__Records provided__.
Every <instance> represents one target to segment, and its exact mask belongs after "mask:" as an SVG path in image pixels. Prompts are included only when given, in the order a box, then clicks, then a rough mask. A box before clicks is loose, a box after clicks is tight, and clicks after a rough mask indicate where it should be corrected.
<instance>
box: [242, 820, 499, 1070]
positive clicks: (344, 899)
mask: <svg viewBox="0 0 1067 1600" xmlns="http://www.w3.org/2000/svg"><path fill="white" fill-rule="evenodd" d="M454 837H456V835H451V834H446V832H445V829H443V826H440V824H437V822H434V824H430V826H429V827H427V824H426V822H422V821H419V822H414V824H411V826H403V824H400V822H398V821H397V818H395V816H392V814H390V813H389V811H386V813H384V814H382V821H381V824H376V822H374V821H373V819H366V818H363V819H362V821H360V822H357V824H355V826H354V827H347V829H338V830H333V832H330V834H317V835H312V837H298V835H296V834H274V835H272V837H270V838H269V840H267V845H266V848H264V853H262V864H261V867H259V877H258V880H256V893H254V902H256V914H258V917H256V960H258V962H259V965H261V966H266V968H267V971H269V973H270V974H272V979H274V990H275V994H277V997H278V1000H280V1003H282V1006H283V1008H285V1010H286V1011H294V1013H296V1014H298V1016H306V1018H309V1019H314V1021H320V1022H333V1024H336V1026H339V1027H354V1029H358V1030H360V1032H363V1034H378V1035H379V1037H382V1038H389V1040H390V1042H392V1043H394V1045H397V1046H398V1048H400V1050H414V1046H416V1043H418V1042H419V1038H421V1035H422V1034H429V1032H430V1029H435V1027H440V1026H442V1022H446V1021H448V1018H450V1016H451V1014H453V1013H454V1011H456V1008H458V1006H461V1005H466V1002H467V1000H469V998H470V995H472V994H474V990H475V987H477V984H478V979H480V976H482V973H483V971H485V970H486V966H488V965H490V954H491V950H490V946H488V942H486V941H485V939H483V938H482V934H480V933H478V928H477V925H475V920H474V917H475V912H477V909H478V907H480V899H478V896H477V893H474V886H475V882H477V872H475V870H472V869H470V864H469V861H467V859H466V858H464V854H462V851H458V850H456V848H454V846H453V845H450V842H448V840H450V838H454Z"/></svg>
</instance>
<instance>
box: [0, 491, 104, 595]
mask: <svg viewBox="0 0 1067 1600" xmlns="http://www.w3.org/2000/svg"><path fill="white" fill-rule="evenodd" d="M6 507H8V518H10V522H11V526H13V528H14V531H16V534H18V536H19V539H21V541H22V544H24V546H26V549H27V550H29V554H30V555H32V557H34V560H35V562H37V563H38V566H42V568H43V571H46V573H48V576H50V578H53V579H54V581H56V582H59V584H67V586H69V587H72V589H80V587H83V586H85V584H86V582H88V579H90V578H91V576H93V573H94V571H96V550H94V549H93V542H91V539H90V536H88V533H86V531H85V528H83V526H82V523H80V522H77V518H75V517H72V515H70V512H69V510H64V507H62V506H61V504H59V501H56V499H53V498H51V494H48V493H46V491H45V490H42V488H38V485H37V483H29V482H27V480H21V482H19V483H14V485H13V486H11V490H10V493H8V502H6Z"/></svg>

__Work to be completed__. A single figure is the whole answer: the number of lines in the material above where the string "instance" occurs.

__Answer section__. 4